[[ Stored data, beginning ]]

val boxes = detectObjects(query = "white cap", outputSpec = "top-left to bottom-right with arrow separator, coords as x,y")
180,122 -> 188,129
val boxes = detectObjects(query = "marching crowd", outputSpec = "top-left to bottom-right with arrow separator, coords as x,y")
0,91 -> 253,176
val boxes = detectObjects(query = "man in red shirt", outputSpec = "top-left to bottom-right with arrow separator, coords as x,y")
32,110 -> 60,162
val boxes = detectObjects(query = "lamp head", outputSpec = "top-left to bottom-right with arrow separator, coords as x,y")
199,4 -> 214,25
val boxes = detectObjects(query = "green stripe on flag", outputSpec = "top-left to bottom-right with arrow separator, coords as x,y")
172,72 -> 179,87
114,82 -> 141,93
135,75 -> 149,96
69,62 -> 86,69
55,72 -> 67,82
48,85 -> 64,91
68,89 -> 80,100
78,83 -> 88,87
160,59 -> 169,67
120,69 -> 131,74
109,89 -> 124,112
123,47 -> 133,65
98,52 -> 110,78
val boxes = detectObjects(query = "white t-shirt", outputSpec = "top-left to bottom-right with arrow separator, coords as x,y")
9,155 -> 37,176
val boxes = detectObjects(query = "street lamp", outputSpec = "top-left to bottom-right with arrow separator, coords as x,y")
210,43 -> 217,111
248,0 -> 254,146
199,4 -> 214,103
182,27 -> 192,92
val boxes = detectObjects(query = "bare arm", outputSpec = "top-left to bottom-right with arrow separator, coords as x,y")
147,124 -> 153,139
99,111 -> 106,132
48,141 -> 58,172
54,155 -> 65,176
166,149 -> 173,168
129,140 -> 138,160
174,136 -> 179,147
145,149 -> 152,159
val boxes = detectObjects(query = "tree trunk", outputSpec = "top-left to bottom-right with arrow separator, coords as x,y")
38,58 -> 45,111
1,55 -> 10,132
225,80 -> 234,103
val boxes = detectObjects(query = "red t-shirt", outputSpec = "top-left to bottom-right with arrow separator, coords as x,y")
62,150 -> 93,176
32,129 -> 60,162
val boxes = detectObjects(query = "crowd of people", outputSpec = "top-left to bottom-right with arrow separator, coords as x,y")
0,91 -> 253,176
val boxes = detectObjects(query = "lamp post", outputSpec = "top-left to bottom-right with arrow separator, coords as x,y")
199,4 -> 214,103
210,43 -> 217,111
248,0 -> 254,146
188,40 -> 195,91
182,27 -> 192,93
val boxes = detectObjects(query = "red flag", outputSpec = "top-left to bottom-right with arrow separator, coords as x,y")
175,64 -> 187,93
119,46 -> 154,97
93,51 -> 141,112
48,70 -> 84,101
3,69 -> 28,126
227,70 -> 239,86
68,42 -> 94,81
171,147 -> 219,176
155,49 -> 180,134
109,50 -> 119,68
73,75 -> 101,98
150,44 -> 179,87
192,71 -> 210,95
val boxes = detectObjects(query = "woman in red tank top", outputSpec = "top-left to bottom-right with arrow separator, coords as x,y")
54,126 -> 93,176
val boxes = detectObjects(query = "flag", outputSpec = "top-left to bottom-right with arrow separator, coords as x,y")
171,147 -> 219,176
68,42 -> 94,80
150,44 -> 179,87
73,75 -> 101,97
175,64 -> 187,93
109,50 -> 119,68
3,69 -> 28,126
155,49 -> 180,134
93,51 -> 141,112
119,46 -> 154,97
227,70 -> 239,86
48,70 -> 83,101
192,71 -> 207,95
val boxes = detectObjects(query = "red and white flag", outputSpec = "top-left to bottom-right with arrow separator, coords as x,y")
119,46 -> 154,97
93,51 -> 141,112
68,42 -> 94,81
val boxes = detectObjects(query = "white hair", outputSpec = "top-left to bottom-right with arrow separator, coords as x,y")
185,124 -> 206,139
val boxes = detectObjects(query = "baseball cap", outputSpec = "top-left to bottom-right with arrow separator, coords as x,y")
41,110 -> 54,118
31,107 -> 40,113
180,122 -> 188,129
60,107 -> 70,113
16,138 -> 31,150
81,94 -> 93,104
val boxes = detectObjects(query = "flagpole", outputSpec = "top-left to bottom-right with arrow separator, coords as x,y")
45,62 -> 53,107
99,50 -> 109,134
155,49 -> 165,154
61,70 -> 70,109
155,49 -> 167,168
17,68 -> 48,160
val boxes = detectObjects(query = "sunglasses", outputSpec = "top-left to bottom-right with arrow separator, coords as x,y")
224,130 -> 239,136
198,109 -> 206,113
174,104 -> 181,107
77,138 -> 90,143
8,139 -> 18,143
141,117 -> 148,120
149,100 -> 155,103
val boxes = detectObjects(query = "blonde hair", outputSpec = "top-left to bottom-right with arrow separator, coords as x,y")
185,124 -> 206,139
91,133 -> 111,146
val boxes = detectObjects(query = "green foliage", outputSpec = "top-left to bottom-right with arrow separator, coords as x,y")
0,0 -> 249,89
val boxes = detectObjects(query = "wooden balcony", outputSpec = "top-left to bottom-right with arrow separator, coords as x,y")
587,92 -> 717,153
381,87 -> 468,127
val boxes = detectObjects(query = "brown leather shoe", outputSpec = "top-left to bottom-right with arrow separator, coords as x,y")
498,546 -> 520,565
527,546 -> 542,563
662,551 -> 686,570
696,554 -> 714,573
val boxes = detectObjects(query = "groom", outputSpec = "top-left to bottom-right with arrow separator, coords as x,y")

[[ Stored data, end ]]

__What to produce__. Return every line of the data unchanged.

__Finished task__.
val boxes = detectObjects(query = "white cap", outputSpec = "top-left to bottom-right with arrow separator, coords as x,y")
180,122 -> 188,129
val boxes = detectObjects(query = "marching crowd", outputSpec = "top-left to bottom-right with arrow separator, coords as x,y")
0,91 -> 253,176
val boxes = detectObjects(query = "man in red shirt", outputSpec = "top-left to bottom-right with arrow separator, coords as x,y")
32,110 -> 60,162
val boxes = detectObjects(query = "lamp head", outputSpec = "top-left to bottom-right with arrow separator, coords as x,y")
199,4 -> 214,25
val boxes = detectObjects(query = "green stripe on flag", outputSpec = "top-left to bottom-right with arrow separator, coords as x,y")
172,72 -> 179,87
114,82 -> 141,93
135,75 -> 149,96
69,62 -> 86,69
55,72 -> 67,82
48,85 -> 64,91
68,89 -> 80,100
78,83 -> 88,87
160,59 -> 169,67
120,69 -> 131,74
109,89 -> 124,112
123,47 -> 133,65
98,52 -> 110,78
val boxes = detectObjects(query = "white t-shirt", outputSpec = "top-left to bottom-right with arrow separator, coords as x,y")
9,155 -> 37,176
val boxes = detectObjects(query = "street lamp", outputSpec = "top-left to bottom-right with arrow separator, coords as x,y")
210,43 -> 217,111
248,0 -> 254,146
199,4 -> 214,103
182,27 -> 192,92
val boxes = detectObjects(query = "bare arm", outputSpec = "top-left to bottom-right with arrow separator, coords as x,y")
147,124 -> 153,139
99,111 -> 106,132
48,141 -> 58,172
54,155 -> 65,176
166,149 -> 173,168
129,140 -> 138,160
174,136 -> 179,147
145,149 -> 152,159
val boxes = detectObjects(query = "tree trunk", outputSpec = "top-left to bottom-right with arrow separator, coords as x,y")
38,58 -> 45,111
1,55 -> 10,132
225,80 -> 234,103
val boxes = detectObjects(query = "red t-shirt", outputSpec = "top-left to bottom-right with arrow separator, coords as x,y")
62,150 -> 93,176
32,129 -> 60,162
val boxes = detectObjects(query = "crowd of people", outputSpec = "top-left to bottom-right with arrow separator, coords as x,y")
0,91 -> 253,176
val boxes = detectObjects(query = "lamp post", outputSpec = "top-left to bottom-right with arrow separator, coords as x,y")
199,4 -> 214,103
210,43 -> 217,111
248,0 -> 254,146
188,40 -> 195,91
182,27 -> 192,93
val boxes = detectObjects(query = "red flag", outputSpec = "top-left to bottom-right with arrow separator, coords as x,y")
175,64 -> 187,93
119,46 -> 154,97
93,51 -> 141,112
48,70 -> 84,101
3,69 -> 28,126
227,70 -> 239,86
68,42 -> 94,81
171,147 -> 219,176
155,49 -> 180,134
109,50 -> 119,68
73,75 -> 101,98
150,44 -> 179,87
192,71 -> 210,95
val boxes = detectObjects(query = "woman in red tank top", outputSpec = "top-left to bottom-right with arrow separator, coords as x,y")
54,126 -> 93,176
val boxes = detectObjects(query = "flag", outputSpec = "top-left to bottom-right with arrow separator, coords as x,y")
171,147 -> 219,176
68,42 -> 94,80
150,44 -> 179,87
73,75 -> 101,97
175,64 -> 187,93
109,50 -> 119,68
3,69 -> 28,126
155,49 -> 180,134
93,51 -> 141,112
119,46 -> 154,97
227,70 -> 239,86
48,70 -> 83,101
192,71 -> 207,95
val boxes = detectObjects(query = "red and white flag", outputSpec = "top-left to bottom-right with arrow separator, coords as x,y")
119,46 -> 154,97
93,51 -> 141,112
68,42 -> 94,81
val boxes = detectObjects(query = "white hair", outputSpec = "top-left to bottom-right with arrow separator, coords as x,y")
185,124 -> 206,139
val boxes = detectObjects(query = "baseball cap", outputSpec = "top-left to bottom-right with arrow separator, coords as x,y")
41,110 -> 54,118
31,107 -> 40,113
180,122 -> 188,129
60,107 -> 70,113
16,138 -> 31,150
81,94 -> 93,104
val boxes = detectObjects(query = "flagpole", outputSpec = "top-left to bottom-right with arrow separator, coords as x,y")
45,62 -> 53,107
99,50 -> 109,134
155,49 -> 165,154
61,70 -> 70,109
155,49 -> 167,168
17,68 -> 48,160
val boxes = detectObjects(query = "sunglasses", outputSpec = "top-left to bottom-right with arrow separator, coords as x,y")
224,130 -> 239,136
198,109 -> 206,113
174,104 -> 181,107
77,138 -> 90,143
8,139 -> 18,143
141,117 -> 148,120
149,100 -> 155,103
val boxes = detectObjects(query = "blonde hair", outputSpec = "top-left to bottom-right with arrow separator, coords as x,y")
185,124 -> 206,139
91,133 -> 111,146
val boxes = detectObjects(query = "green foliage", outputSpec = "top-left to bottom-right with arrow separator, coords as x,y")
0,0 -> 249,89
val boxes = detectObjects(query = "wooden balcony", outputSpec = "top-left to bottom-right with arrow separator, coords as x,y")
587,92 -> 717,153
381,87 -> 468,127
val boxes = detectObjects(query = "brown leather shoe", outputSpec = "top-left to bottom-right with arrow separator, coords as x,y")
498,546 -> 520,565
527,546 -> 542,563
662,551 -> 686,570
696,554 -> 714,573
val boxes = detectObjects(query = "groom", outputSpec = "top-left to bottom-right with arrow separator, coords as x,y")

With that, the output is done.